[[ Passage open ]]

“A furniture designer and an olive oil purveyor discover a slower pace – and new inspiration.”
NEW YORK – Greece, a cultural and intellectual beacon to the World for millennia, has become a life-changing magnet for many in recent years. The stories of the individuals and couples make fascinating reading in websites and newspapers alike – including the New York Times.
Oliver Haslegrave (42), “known for creating hotel and restaurant interiors, including those for the popular Brooklyn spots Elsa and Fausto,” and Cristiana
Sadigianis (43), who “worked for nearly two decades as a producer, first for the photographer Philip-Lorca diCorcia and later for clients including Nike and Sotheby’s,” according to Times reporter Kate Guadagnino, took the lifestyle bait.
They became a couple in 2012 and then began traveling together, “but no matter where they go,” writes Guadagnino, “they always return to Greece. Though Sadigianis grew up in New Jersey, she spent summers on her grandparents’ Greek farms – her mother’s parents were in Delphi and her father’s in Corinth – helping to shell almonds and crush grapes for wine. Today, she maintains an olive orchard in Laconia.”
Perhaps it’s the visual element in both their professions that made them so susceptible to wanting as much as possible of the renowned pure Grecian light and countless stunning landscapes and seascapes.
He founded the Brooklyn-based design firm at Home Studios, in 2009 and she launched the organic olive oil label Oracle with Haslegrave in 2019 as the Aegean tide began to draw them East ever more strongly.
“Last summer, with Home Studios operating remotely during the pandemic, the couple rented a 1920 stone farmhouse on Andros, in the Cyclades. Settling in wasn’t without its challenges – there are no post offices, or even addresses, on the island – but the languorous lifestyle there soon led them both in new directions,” Guadagnino writes.
“On a whim, Haslegrave borrowed their landlord’s hand tools, procured some timber from the island’s hardware store and set up a makeshift workshop beneath a 300-year-old olive tree. He then began to construct a series of chairs with Greek inflections… These served as prototypes for Aprovato, a six-piece collection in maple, oak, mahogany, cherry and walnut that Haslegrave will sell under his own name starting this month,” the article noted.
In college Haslegrave studied film, but “many of his other sources of inspiration – pictures by the British photographer Jamie Hawkesworth, sets that Isamu Noguchi designed for a pair of 1940s works by the choreographer Martha Graham — he learned about” from Sadigianis.
For her part, Sadigianis, has expanded Oracle’s product line and will soon release a body oil. Her grandparents used to anoint themselves with olive oil, but “Sadigianis didn’t want her latest product to smell only of olives, though – highly moisturizing and anti-inflammatory as they may be – so she partnered with a local botanist and a chemist,” Guadagnino writes
Of course, “eventually, the pair hope to collaborate on an inn,” the Times reported, “possibly on Andros, that Haslegrave would design and Sadigianis would run. They’re imagining a warm, minimal place ‘where the line between a large house and a small hotel gets a little blurred,’ says Haslegrave, ‘and where the possibility of creating the environment down to the last detail seems achievable.’”
(Material from the New York Times was used for this article.)

[[ Passage closed ]]
[[ Extracted material open ]]

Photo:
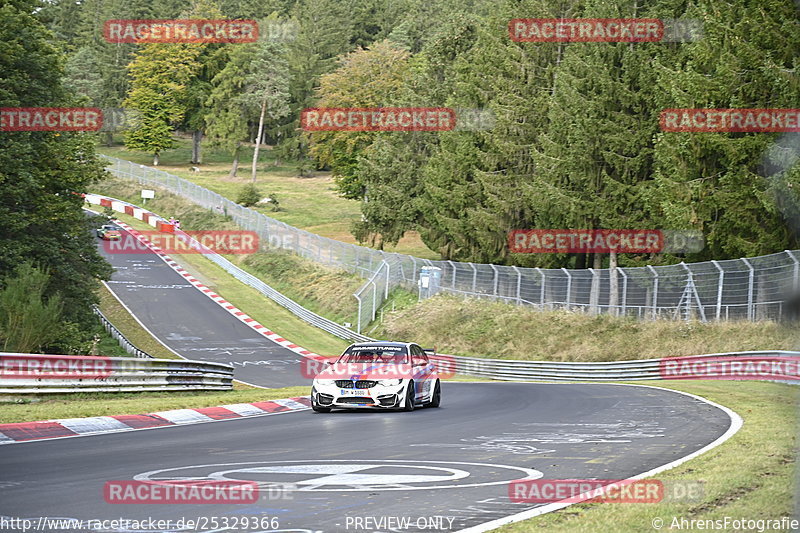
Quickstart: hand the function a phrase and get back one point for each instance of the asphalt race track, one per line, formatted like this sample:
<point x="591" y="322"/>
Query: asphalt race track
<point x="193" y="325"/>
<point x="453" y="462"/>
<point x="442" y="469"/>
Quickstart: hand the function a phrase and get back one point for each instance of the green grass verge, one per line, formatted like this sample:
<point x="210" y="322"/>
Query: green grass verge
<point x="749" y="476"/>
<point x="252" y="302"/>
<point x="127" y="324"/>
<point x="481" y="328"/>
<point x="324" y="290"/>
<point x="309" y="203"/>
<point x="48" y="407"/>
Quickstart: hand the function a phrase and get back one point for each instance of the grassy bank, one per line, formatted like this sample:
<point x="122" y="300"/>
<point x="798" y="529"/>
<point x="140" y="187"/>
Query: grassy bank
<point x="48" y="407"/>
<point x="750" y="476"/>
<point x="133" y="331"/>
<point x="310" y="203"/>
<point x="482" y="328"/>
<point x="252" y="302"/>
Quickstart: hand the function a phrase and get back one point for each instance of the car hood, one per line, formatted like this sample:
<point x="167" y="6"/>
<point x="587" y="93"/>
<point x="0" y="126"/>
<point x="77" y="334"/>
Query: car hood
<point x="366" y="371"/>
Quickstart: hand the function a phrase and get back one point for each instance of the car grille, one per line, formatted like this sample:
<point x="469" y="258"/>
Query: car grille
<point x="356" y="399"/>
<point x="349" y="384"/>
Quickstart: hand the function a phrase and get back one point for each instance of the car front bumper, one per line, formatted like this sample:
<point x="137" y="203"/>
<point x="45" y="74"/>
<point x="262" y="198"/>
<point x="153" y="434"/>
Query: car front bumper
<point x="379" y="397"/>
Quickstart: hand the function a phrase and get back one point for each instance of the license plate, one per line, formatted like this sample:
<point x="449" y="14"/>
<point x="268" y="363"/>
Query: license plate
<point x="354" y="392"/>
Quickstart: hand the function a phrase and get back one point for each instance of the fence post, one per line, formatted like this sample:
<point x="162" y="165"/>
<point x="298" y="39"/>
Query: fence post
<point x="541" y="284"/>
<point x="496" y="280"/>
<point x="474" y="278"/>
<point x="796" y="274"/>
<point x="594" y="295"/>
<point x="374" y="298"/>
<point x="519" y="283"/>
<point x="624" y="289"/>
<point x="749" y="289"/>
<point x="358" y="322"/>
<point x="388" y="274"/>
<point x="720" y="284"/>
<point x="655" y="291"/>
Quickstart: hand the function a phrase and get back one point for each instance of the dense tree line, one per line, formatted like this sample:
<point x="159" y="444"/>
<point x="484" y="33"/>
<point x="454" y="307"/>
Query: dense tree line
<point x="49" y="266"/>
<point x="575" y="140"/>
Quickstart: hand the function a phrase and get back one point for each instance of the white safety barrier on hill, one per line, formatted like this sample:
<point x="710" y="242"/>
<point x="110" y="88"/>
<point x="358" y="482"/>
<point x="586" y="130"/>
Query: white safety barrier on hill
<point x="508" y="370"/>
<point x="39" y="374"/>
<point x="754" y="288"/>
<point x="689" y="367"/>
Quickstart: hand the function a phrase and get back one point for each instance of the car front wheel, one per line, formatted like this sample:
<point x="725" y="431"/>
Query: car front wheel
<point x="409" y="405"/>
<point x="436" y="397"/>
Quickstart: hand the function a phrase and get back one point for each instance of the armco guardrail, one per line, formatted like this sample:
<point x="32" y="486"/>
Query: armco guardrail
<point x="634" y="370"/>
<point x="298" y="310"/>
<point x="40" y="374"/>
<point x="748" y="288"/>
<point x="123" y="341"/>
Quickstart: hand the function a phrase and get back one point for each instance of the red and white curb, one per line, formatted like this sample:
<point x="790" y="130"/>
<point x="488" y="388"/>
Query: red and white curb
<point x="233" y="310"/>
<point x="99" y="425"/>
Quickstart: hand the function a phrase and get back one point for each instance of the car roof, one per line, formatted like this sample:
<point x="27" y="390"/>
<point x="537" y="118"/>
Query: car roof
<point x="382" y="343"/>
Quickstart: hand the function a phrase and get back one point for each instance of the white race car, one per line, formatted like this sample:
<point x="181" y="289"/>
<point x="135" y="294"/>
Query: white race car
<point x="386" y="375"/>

[[ Extracted material closed ]]
[[ Extracted material open ]]

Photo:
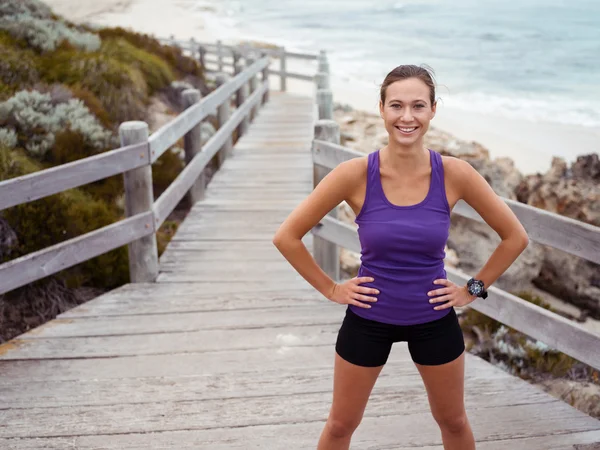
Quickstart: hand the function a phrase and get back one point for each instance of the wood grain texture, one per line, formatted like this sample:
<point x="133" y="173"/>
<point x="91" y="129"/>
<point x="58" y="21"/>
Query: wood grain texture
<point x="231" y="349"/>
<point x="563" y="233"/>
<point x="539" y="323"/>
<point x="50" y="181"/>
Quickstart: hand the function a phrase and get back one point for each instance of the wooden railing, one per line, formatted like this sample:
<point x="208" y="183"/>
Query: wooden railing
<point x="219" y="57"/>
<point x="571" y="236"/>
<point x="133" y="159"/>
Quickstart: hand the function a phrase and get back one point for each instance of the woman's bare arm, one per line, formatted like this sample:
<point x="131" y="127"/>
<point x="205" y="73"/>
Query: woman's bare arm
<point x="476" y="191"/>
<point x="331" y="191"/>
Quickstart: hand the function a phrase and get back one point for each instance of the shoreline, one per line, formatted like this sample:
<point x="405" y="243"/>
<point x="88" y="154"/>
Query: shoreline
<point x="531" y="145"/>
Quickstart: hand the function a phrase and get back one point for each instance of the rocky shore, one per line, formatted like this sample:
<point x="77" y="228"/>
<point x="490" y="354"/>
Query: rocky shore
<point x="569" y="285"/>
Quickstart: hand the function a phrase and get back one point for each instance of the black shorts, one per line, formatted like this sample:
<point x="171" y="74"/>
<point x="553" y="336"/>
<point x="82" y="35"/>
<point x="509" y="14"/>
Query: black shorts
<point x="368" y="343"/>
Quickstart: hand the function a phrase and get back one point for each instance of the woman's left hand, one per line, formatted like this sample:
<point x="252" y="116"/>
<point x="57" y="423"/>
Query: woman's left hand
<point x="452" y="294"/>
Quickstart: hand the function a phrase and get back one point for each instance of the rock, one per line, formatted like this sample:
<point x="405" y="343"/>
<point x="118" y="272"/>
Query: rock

[[ Extracted material closed ]]
[[ Extracted material open ]]

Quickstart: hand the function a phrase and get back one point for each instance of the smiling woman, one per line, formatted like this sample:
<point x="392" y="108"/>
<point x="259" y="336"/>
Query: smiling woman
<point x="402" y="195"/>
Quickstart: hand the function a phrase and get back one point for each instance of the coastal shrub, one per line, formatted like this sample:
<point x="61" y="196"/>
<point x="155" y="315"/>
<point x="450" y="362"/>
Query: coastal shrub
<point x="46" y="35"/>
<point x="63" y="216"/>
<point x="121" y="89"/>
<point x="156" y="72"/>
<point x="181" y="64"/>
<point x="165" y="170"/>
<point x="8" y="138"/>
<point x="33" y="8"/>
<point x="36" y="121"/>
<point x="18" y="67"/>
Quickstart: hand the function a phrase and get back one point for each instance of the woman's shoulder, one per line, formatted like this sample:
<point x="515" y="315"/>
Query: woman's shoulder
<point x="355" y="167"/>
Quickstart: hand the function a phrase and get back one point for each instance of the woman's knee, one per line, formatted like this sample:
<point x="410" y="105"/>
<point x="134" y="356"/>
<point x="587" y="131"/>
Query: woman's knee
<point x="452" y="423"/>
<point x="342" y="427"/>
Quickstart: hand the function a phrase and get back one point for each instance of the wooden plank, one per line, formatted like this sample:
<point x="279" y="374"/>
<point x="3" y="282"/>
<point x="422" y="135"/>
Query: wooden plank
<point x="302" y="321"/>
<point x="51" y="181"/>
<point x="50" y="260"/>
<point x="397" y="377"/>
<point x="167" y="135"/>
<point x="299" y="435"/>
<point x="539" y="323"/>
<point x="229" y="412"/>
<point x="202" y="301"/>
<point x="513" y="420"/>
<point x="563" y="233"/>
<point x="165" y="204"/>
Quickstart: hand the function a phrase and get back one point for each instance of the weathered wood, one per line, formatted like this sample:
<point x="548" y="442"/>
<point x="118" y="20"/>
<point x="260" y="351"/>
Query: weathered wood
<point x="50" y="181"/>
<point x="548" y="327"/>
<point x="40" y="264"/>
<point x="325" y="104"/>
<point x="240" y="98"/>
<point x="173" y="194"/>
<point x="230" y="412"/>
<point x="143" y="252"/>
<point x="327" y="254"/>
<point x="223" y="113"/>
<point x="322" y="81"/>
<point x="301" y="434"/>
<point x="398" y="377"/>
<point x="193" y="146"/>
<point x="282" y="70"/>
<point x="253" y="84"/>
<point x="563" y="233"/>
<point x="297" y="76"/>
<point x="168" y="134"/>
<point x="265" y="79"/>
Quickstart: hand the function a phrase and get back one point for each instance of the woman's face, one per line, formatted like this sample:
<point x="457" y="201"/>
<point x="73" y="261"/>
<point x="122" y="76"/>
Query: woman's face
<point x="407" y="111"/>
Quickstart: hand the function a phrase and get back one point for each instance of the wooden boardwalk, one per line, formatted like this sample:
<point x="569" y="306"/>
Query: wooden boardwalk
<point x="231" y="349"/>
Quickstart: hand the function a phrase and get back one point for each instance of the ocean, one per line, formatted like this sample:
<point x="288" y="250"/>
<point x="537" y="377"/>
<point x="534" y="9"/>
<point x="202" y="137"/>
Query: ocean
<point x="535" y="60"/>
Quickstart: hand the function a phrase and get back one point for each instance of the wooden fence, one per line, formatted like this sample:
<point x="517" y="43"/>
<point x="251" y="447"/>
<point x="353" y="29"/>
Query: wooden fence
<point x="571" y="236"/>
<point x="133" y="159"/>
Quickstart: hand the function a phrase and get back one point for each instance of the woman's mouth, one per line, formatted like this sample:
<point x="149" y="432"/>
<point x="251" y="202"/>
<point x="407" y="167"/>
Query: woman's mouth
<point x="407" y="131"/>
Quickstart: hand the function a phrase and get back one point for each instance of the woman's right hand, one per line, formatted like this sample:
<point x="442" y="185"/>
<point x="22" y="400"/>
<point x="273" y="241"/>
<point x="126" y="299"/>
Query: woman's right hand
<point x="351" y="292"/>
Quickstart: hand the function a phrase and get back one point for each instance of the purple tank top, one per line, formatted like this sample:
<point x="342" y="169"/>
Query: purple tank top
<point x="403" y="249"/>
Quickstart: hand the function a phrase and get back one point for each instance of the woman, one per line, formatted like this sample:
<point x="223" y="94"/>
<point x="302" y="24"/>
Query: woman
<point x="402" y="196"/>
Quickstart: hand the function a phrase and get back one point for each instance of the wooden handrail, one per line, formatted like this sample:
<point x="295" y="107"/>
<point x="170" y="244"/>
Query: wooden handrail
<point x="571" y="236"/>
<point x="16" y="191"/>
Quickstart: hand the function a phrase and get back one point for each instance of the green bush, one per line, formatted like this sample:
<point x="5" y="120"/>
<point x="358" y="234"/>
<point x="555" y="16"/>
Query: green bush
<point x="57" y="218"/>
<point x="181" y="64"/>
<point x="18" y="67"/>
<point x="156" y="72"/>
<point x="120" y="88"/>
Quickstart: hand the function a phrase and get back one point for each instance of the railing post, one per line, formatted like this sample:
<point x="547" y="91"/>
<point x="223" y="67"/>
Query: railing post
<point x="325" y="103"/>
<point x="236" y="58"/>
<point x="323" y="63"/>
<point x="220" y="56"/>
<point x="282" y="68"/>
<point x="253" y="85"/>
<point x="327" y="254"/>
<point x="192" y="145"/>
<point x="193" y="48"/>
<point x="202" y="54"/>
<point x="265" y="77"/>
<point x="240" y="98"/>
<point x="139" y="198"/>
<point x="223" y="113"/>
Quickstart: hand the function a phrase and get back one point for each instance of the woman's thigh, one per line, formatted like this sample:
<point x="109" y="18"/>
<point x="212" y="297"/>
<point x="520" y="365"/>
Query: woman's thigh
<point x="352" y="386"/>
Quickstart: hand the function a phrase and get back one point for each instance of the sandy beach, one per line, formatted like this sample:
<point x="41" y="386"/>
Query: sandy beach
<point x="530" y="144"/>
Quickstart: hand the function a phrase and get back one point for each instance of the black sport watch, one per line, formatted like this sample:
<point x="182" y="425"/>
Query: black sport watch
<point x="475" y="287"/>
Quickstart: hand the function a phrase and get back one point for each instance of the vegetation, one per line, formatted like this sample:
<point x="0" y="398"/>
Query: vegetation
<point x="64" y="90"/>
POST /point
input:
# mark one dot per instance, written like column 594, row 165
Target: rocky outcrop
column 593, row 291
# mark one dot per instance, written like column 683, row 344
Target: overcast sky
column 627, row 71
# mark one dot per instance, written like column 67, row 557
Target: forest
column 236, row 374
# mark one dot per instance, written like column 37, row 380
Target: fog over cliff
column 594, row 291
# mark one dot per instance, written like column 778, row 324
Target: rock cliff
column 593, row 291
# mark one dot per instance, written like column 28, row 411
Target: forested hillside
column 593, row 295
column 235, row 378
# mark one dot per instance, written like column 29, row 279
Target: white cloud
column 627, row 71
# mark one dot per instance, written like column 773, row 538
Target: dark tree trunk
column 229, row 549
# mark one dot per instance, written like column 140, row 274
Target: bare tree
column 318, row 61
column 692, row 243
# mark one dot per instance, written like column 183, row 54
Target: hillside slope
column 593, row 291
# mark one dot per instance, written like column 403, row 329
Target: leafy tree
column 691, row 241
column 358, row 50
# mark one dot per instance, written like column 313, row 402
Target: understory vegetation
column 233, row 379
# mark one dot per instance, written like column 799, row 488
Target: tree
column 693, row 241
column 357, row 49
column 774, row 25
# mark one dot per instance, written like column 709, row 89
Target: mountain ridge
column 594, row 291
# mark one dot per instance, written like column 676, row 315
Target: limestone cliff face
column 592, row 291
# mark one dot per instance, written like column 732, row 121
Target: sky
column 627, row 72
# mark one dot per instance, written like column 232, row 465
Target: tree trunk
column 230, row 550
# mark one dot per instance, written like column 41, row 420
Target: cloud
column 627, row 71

[[ Extracted material closed ]]

◆ Exercise prompt ◆
Answer these questions using the article above on Haslegrave and Sadigianis:
(a) In what year did the two become a couple?
(b) Where did Haslegrave set up his makeshift workshop on Andros?
(c) With whom did Sadigianis partner in developing the body oil?

◆ Output ◆
(a) 2012
(b) Beneath a 300-year-old olive tree
(c) A local botanist and a chemist